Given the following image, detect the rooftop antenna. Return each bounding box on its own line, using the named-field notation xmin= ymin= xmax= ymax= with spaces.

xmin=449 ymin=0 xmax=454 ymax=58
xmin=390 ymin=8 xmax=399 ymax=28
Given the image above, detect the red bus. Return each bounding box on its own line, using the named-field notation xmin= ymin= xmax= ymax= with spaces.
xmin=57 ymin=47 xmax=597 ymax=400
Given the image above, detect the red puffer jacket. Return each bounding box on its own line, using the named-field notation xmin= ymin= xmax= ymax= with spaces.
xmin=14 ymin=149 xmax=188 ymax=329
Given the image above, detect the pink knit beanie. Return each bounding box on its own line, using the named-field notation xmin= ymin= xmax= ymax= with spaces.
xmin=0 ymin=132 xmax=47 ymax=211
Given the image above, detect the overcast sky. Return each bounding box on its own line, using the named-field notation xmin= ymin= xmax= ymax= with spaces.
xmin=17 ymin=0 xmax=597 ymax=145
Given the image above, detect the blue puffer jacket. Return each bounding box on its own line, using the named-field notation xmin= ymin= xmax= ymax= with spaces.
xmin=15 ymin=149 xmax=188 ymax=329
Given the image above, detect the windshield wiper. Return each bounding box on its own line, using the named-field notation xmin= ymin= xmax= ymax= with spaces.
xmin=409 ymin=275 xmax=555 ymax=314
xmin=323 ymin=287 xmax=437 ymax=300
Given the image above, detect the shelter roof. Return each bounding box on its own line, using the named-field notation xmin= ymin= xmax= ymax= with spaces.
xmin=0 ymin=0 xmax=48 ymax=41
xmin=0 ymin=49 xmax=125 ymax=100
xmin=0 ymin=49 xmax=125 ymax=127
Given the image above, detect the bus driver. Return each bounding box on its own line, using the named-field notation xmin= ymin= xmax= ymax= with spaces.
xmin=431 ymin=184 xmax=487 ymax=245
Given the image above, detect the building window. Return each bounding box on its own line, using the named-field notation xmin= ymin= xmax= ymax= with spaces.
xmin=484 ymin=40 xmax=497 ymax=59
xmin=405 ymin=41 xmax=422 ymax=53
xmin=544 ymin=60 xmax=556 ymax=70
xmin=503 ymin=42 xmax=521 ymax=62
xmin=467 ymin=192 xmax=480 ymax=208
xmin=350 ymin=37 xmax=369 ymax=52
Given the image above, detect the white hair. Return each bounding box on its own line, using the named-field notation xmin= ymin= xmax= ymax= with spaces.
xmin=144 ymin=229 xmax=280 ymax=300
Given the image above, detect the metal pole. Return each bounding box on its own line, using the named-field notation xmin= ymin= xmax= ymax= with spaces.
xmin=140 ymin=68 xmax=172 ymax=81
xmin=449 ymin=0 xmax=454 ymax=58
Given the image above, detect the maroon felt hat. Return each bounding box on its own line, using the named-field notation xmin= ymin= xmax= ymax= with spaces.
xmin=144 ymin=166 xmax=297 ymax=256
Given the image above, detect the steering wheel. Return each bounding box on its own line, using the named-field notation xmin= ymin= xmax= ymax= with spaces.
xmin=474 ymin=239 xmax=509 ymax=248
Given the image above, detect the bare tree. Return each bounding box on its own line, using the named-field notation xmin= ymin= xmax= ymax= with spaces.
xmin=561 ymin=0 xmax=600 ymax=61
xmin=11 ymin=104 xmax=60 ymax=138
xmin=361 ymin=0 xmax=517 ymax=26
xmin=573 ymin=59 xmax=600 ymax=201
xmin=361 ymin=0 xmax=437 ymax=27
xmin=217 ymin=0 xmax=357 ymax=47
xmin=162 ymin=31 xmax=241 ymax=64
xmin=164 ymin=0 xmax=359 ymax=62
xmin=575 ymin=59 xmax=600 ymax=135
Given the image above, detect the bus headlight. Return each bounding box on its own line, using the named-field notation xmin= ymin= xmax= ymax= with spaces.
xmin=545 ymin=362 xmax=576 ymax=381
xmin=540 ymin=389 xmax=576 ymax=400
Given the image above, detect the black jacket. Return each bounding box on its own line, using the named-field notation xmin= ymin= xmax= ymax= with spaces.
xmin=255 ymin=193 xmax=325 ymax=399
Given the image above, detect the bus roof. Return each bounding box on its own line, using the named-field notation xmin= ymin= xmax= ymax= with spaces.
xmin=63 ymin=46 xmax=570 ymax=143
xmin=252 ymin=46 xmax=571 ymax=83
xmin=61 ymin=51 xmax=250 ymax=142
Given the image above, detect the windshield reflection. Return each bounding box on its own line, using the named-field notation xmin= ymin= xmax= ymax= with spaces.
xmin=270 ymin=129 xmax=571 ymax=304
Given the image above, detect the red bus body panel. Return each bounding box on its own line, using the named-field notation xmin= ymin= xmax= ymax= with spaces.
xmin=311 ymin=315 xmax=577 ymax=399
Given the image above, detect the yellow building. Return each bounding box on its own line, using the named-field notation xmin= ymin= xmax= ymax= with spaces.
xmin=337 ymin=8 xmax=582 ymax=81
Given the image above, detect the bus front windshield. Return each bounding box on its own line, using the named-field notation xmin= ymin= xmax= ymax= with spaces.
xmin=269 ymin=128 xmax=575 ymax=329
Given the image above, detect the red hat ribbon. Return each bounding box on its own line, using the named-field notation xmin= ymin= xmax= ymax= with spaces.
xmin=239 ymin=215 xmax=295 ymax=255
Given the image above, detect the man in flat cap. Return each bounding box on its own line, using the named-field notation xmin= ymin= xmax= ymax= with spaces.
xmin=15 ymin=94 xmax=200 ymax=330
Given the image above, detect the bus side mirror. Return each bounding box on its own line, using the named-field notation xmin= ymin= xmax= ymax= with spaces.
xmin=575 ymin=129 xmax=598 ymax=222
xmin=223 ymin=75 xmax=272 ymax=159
———
### TASK OBJECTIVE
Copy out the material above in its entirety, exactly.

### SOLUTION
Given the following image, detect the rooftop antenna. Return each bounding box on its own line, using the named-field notation xmin= ymin= xmax= ymax= with spaces.

xmin=449 ymin=0 xmax=454 ymax=58
xmin=390 ymin=8 xmax=399 ymax=28
Given the image above, detect the red bus. Return each bounding box on its own line, using the named-field notation xmin= ymin= xmax= ymax= with spaces.
xmin=57 ymin=47 xmax=597 ymax=400
Given the image above, detect the red puffer jacket. Return each bounding box on its own line, using the named-field notation xmin= ymin= xmax= ymax= with spaces.
xmin=14 ymin=149 xmax=188 ymax=329
Given the image above, detect the pink knit beanie. Return each bounding box on its own line, using the named-field notation xmin= ymin= xmax= ymax= with spaces.
xmin=0 ymin=132 xmax=47 ymax=211
Given the image above, detect the overcast sky. Return each bounding box on its own line, using the named-field notation xmin= ymin= xmax= ymax= with spaces.
xmin=17 ymin=0 xmax=597 ymax=145
Given the image above, detect the blue puffer jacket. Return each bounding box on its own line, using the named-field notation xmin= ymin= xmax= ymax= with spaces.
xmin=15 ymin=149 xmax=188 ymax=329
Given the image above, detect the windshield wiper. Return each bounding box on its own line, using the named-field notation xmin= ymin= xmax= ymax= with spaces.
xmin=409 ymin=275 xmax=555 ymax=314
xmin=323 ymin=287 xmax=437 ymax=300
Given the image above, detect the shelter roof. Return each bounding box on its own line, using the named-field notation xmin= ymin= xmax= ymax= with spaces.
xmin=0 ymin=0 xmax=48 ymax=41
xmin=0 ymin=49 xmax=125 ymax=100
xmin=0 ymin=49 xmax=125 ymax=127
Given the image above, detect the bus driver. Return each bounding box on its own line, using the named-field notation xmin= ymin= xmax= ymax= with spaces.
xmin=431 ymin=184 xmax=487 ymax=245
Given the image above, detect the building window. Return each bounding box on its own line, using the named-field notation xmin= ymin= xmax= ymax= with spaces.
xmin=484 ymin=40 xmax=497 ymax=59
xmin=405 ymin=41 xmax=422 ymax=53
xmin=544 ymin=60 xmax=556 ymax=70
xmin=503 ymin=42 xmax=521 ymax=62
xmin=467 ymin=192 xmax=480 ymax=208
xmin=350 ymin=37 xmax=369 ymax=52
Given the image above, detect the white hair. Return each bounding box on its own line, using the named-field notation xmin= ymin= xmax= ymax= with spaces.
xmin=144 ymin=229 xmax=280 ymax=300
Given the image above, detect the metal pole. Return each bounding box on its own line, using the named-field notation xmin= ymin= xmax= ymax= with spaces.
xmin=140 ymin=68 xmax=172 ymax=81
xmin=449 ymin=0 xmax=454 ymax=58
Given the image above, detect the maroon felt hat. Return each bounding box on its own line, using the named-field notation xmin= ymin= xmax= ymax= with spaces.
xmin=144 ymin=166 xmax=297 ymax=256
Given the image above, detect the steering wheel. Return each bounding box on its own line, using the named-field notation xmin= ymin= xmax= ymax= with spaces.
xmin=474 ymin=239 xmax=509 ymax=248
Given the image above, detect the bare tree. Return each bounding box on its own line, using the named-field notation xmin= ymin= xmax= ymax= with spaces.
xmin=561 ymin=0 xmax=600 ymax=61
xmin=11 ymin=104 xmax=60 ymax=138
xmin=361 ymin=0 xmax=517 ymax=26
xmin=573 ymin=59 xmax=600 ymax=201
xmin=361 ymin=0 xmax=437 ymax=27
xmin=217 ymin=0 xmax=357 ymax=47
xmin=162 ymin=31 xmax=241 ymax=64
xmin=164 ymin=0 xmax=359 ymax=62
xmin=575 ymin=59 xmax=600 ymax=135
Given the image above, detect the bus headlight. Return each bounding box on its own line, using the named-field notation xmin= ymin= xmax= ymax= with spaces.
xmin=545 ymin=362 xmax=576 ymax=381
xmin=540 ymin=389 xmax=576 ymax=400
Given the image above, detect the black jacket. Return each bounding box on its own line, using the named-field notation xmin= ymin= xmax= ymax= with spaces.
xmin=255 ymin=193 xmax=325 ymax=399
Given the image above, detect the bus roof. Return each bounding box on its own line, using the named-field notation xmin= ymin= xmax= ymax= with spaces.
xmin=63 ymin=46 xmax=570 ymax=143
xmin=252 ymin=46 xmax=571 ymax=83
xmin=61 ymin=51 xmax=250 ymax=142
Given the image above, detect the windshield reflection. Return each bounding box on its own line, using the named-field notation xmin= ymin= xmax= ymax= with spaces.
xmin=270 ymin=129 xmax=571 ymax=304
Given the image above, detect the red bus body panel. Return each bounding box on its own line, using the named-field notation xmin= ymin= xmax= ymax= with spaces.
xmin=311 ymin=315 xmax=577 ymax=399
Given the image above, detect the yellow building. Return each bounding box on its own line, using the named-field notation xmin= ymin= xmax= ymax= with spaces.
xmin=337 ymin=8 xmax=582 ymax=81
Given the image above, detect the bus front windshield. Return each bounding box on its own line, using the named-field notation xmin= ymin= xmax= ymax= with spaces.
xmin=269 ymin=128 xmax=575 ymax=329
Given the image above, detect the red hat ribbon. Return each bounding box on its own line, using the named-field notation xmin= ymin= xmax= ymax= with spaces.
xmin=239 ymin=215 xmax=295 ymax=255
Given the image above, detect the man in flat cap. Return each bounding box on its own line, using the named-field notation xmin= ymin= xmax= ymax= with spaces.
xmin=15 ymin=94 xmax=200 ymax=330
Given the image above, detect the bus side mirror. Return each bounding box on its own line, using the named-field notation xmin= ymin= xmax= ymax= with spaces.
xmin=575 ymin=129 xmax=598 ymax=222
xmin=223 ymin=75 xmax=272 ymax=159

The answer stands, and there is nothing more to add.